Gajret was a cultural society established in 1903 that promoted Serb identity among the Slavic Muslims of Austria-Hungary (today's Bosnia and Herzegovina). After 1929, it was known as the Serb  Muslim Cultural Society. The organization was pro-Serb.

History 
After the 1914 Assassination of Archduke Franz Ferdinand leadership of the association was interned in Arad.

The organization viewed that the South-Slavic Muslims were Serbs lacking ethnic consciousness. The view that South-Slavic Muslims were Serbs is probably the oldest of three ethnic theories among the Bosnian Muslims themselves. After the Austro-Hungarian occupation of Bosnia and Herzegovina, the Bosnian Muslims, feeling threatened by Catholic Habsburg rule, established several organizations. These included, apart from Gajret, the Muslim National Organization (1906) and the United Muslim Organization (1911). In 1912, after the death of Osman Đikić, the editing of Gajret was entrusted to Avdo Sumbul.

Gajret's main rival was the pro-Croat Muslim organization Narodna Uzdanica, established in 1924. In interwar Yugoslavia, members experienced persecution at the hands of non-Serbs due to their political inclinations. In this period association run a number of student dormitories in Mostar, Sarajevo, Belgrade and Novi Pazar.

◆ ◆ ◆

== Given problem ==
Transcribe the Gajret text word for word, everything from "Gajret was a" down to "interned in Arad.".

◆ ◆ ◆

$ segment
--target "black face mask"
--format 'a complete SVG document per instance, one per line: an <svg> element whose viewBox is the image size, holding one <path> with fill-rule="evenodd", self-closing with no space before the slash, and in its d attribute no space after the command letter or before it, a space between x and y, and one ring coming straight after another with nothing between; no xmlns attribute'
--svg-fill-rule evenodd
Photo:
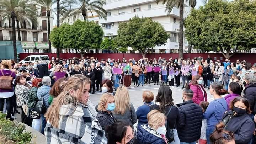
<svg viewBox="0 0 256 144"><path fill-rule="evenodd" d="M29 81L31 79L31 78L29 76L26 77L26 81Z"/></svg>
<svg viewBox="0 0 256 144"><path fill-rule="evenodd" d="M246 110L236 107L235 106L233 106L233 110L235 112L239 114L243 114L246 113Z"/></svg>

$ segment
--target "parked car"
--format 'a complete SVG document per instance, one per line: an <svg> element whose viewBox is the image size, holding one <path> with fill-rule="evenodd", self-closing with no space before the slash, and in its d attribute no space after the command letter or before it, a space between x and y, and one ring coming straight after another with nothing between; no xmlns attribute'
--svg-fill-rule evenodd
<svg viewBox="0 0 256 144"><path fill-rule="evenodd" d="M26 62L31 62L32 63L34 63L36 61L41 61L43 62L49 63L49 56L47 55L29 55L21 62L25 63Z"/></svg>

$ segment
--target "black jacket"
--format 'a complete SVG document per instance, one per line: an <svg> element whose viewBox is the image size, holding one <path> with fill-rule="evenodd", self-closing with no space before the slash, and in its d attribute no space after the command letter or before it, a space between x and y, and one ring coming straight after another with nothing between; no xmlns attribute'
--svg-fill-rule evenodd
<svg viewBox="0 0 256 144"><path fill-rule="evenodd" d="M180 141L190 143L199 139L203 120L201 107L190 100L181 103L179 111L177 130Z"/></svg>
<svg viewBox="0 0 256 144"><path fill-rule="evenodd" d="M95 75L95 80L99 80L101 82L102 81L102 74L103 73L103 70L101 66L95 67L93 69Z"/></svg>
<svg viewBox="0 0 256 144"><path fill-rule="evenodd" d="M226 122L224 121L224 119L229 119L224 129L234 133L236 144L247 144L253 135L254 123L247 114L237 114L229 119L229 116L233 113L232 110L229 110L224 114L223 122Z"/></svg>
<svg viewBox="0 0 256 144"><path fill-rule="evenodd" d="M256 84L250 84L244 90L244 96L248 100L251 110L256 114Z"/></svg>
<svg viewBox="0 0 256 144"><path fill-rule="evenodd" d="M108 136L107 134L107 132L106 131L105 126L111 125L116 121L116 118L111 112L110 114L107 112L99 111L98 112L96 118L98 120L99 123L102 129L105 131L105 135L107 138Z"/></svg>
<svg viewBox="0 0 256 144"><path fill-rule="evenodd" d="M95 75L94 75L94 73L93 71L91 71L90 72L88 72L88 70L86 71L84 71L84 75L85 75L85 76L89 78L91 81L93 81L95 79Z"/></svg>

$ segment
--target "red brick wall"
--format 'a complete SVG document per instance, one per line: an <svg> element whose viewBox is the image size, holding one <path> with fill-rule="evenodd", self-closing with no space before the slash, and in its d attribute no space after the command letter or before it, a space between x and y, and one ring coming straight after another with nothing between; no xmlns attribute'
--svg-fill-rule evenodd
<svg viewBox="0 0 256 144"><path fill-rule="evenodd" d="M56 53L21 53L20 54L20 59L22 60L24 59L28 55L32 55L34 54L43 54L47 55L49 56L50 59L52 56L56 57L57 54ZM183 54L183 58L187 59L188 57L191 59L193 58L194 57L199 57L201 55L201 57L204 58L204 59L206 59L208 55L210 54L211 57L213 59L214 57L216 57L217 60L220 59L221 58L222 58L222 61L225 60L225 57L223 56L222 53L191 53L191 54ZM126 59L128 59L129 58L134 58L135 59L138 60L142 57L142 55L139 54L119 54L119 53L106 53L106 54L100 54L100 53L89 53L85 54L84 57L89 56L89 57L94 57L94 58L97 58L99 59L107 59L108 58L110 57L111 59L114 59L116 60L117 59L121 59L123 58L126 58ZM171 57L172 57L173 59L175 58L178 57L178 54L177 53L171 53L171 54L148 54L146 55L146 57L149 59L153 59L155 58L158 59L159 57L161 57L162 58L165 58L166 59L169 59ZM70 58L73 58L73 57L77 57L78 58L81 57L81 54L77 53L60 53L60 57L62 58L68 59ZM256 63L256 53L236 53L233 56L231 57L230 60L231 62L235 62L237 59L239 59L241 60L246 59L247 62L251 63Z"/></svg>

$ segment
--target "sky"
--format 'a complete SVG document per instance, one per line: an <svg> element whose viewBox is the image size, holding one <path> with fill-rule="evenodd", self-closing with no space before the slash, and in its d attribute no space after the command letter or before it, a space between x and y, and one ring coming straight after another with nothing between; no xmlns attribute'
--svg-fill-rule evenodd
<svg viewBox="0 0 256 144"><path fill-rule="evenodd" d="M203 2L203 0L197 0L197 4L196 5L196 8L198 9L200 6L203 5L204 4ZM55 3L53 5L53 8L54 8L57 7L57 4ZM56 25L56 15L54 12L53 12L52 14L53 15L53 26L55 26Z"/></svg>

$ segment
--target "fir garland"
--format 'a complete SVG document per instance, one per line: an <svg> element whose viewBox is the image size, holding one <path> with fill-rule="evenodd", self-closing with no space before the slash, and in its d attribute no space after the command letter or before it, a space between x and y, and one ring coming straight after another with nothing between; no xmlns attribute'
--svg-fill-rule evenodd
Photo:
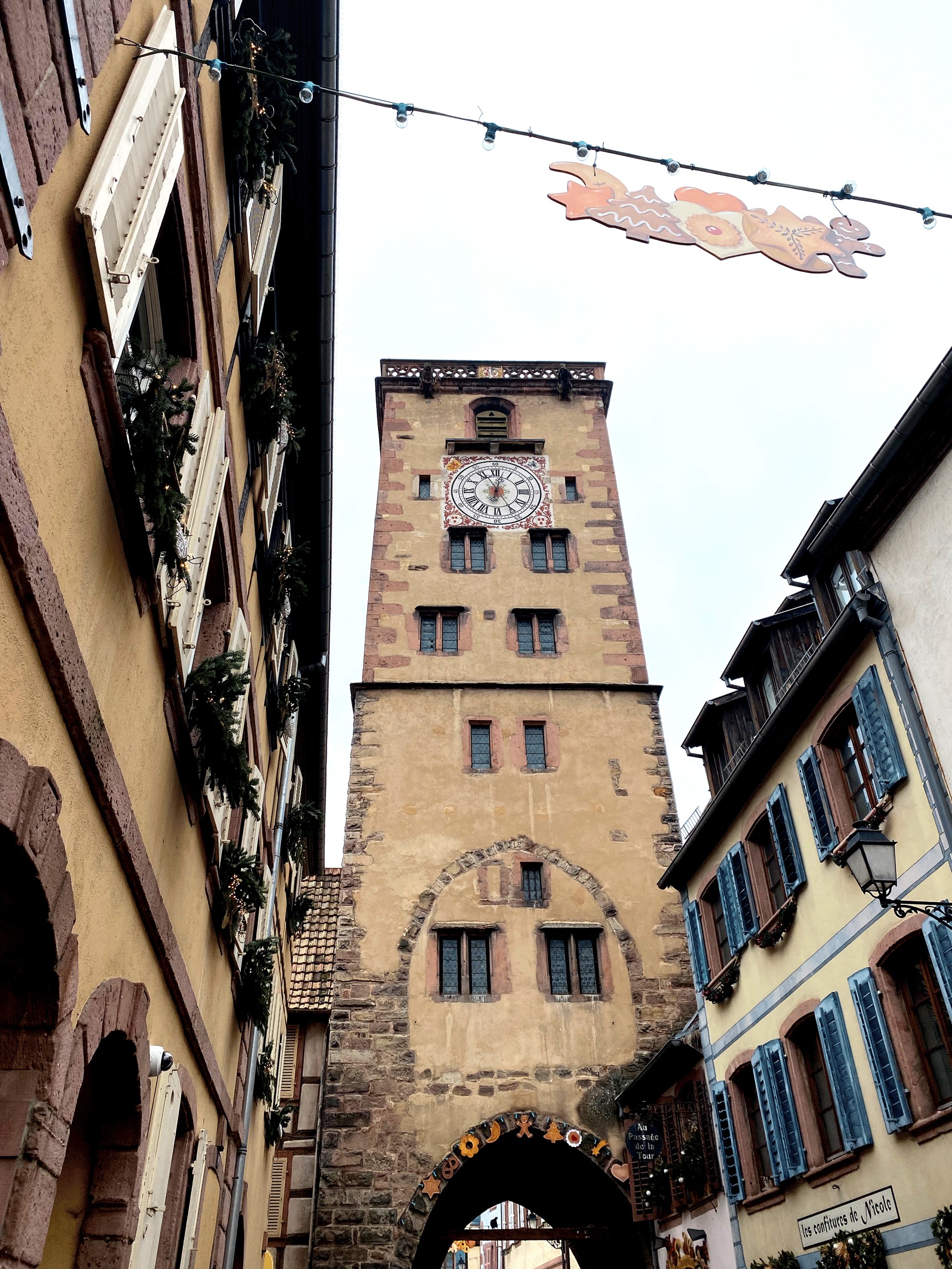
<svg viewBox="0 0 952 1269"><path fill-rule="evenodd" d="M269 1107L274 1101L274 1042L261 1044L255 1066L255 1098Z"/></svg>
<svg viewBox="0 0 952 1269"><path fill-rule="evenodd" d="M307 841L324 815L316 802L298 802L284 812L284 853L292 864L303 862Z"/></svg>
<svg viewBox="0 0 952 1269"><path fill-rule="evenodd" d="M932 1236L935 1239L935 1255L942 1269L952 1269L952 1207L941 1207L932 1222Z"/></svg>
<svg viewBox="0 0 952 1269"><path fill-rule="evenodd" d="M307 914L314 907L314 900L310 895L292 895L287 892L287 912L284 916L284 924L288 929L288 938L296 939L301 930L305 928L305 920Z"/></svg>
<svg viewBox="0 0 952 1269"><path fill-rule="evenodd" d="M287 336L291 341L293 332ZM292 442L294 450L303 433L292 431L288 420L297 410L288 365L294 354L277 332L255 340L251 353L241 364L241 402L245 407L245 430L263 447L281 440L282 449Z"/></svg>
<svg viewBox="0 0 952 1269"><path fill-rule="evenodd" d="M264 557L261 607L272 621L289 617L292 607L307 598L305 561L310 549L310 542L302 542L300 546L277 547Z"/></svg>
<svg viewBox="0 0 952 1269"><path fill-rule="evenodd" d="M294 77L297 58L287 30L268 34L246 18L232 37L231 58L250 71L270 71ZM260 202L273 195L268 183L278 164L296 171L291 155L294 145L297 98L281 80L260 75L230 74L222 81L225 112L231 119L231 142L246 197Z"/></svg>
<svg viewBox="0 0 952 1269"><path fill-rule="evenodd" d="M194 383L173 383L169 371L178 362L159 344L135 344L116 372L116 386L126 419L126 435L136 470L136 494L151 525L155 563L176 581L188 577L188 537L182 527L187 499L179 489L185 454L194 454L198 438L189 430L195 407Z"/></svg>
<svg viewBox="0 0 952 1269"><path fill-rule="evenodd" d="M220 924L234 940L241 919L245 914L261 907L268 900L268 892L261 881L258 860L236 841L226 841L222 846L218 881L221 882Z"/></svg>
<svg viewBox="0 0 952 1269"><path fill-rule="evenodd" d="M878 1230L836 1230L820 1247L817 1269L886 1269L886 1247Z"/></svg>
<svg viewBox="0 0 952 1269"><path fill-rule="evenodd" d="M291 1115L297 1101L286 1101L283 1107L274 1107L273 1110L264 1112L264 1143L265 1146L279 1146L281 1138L287 1132Z"/></svg>
<svg viewBox="0 0 952 1269"><path fill-rule="evenodd" d="M185 684L188 717L198 732L198 758L212 788L228 806L244 806L260 819L248 751L235 736L235 706L244 697L250 675L242 673L241 652L220 652L193 670Z"/></svg>
<svg viewBox="0 0 952 1269"><path fill-rule="evenodd" d="M241 961L241 1008L260 1032L268 1029L277 950L275 938L253 939Z"/></svg>

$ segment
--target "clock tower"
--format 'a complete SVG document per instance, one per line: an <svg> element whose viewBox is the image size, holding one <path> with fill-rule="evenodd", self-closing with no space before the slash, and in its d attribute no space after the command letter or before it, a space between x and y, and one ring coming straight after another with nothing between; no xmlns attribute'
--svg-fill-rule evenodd
<svg viewBox="0 0 952 1269"><path fill-rule="evenodd" d="M611 391L381 365L315 1264L435 1269L505 1199L644 1250L614 1096L694 994Z"/></svg>

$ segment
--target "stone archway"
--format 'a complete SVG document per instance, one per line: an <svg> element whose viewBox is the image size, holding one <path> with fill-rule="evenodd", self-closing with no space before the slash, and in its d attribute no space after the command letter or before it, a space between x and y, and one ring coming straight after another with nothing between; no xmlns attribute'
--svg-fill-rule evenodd
<svg viewBox="0 0 952 1269"><path fill-rule="evenodd" d="M454 1235L509 1199L552 1226L604 1230L574 1245L583 1269L631 1264L644 1253L644 1231L632 1221L627 1180L628 1165L584 1128L534 1110L494 1115L465 1132L420 1183L397 1222L397 1255L413 1255L414 1269L438 1269Z"/></svg>
<svg viewBox="0 0 952 1269"><path fill-rule="evenodd" d="M60 792L0 740L0 1254L39 1261L72 1108L65 1109L76 1004L76 910L57 824Z"/></svg>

◆ ◆ ◆

== Written answer ==
Gajret was a cultural society established in 1903 that promoted Serb identity among the Slavic Muslims of Austria-Hungary (today's Bosnia and Herzegovina). After 1929, it was known as the Serb  Muslim Cultural Society. The organization was pro-Serb.

History 
After the 1914 Assassination of Archduke Franz Ferdinand leadership of the association was interned in Arad.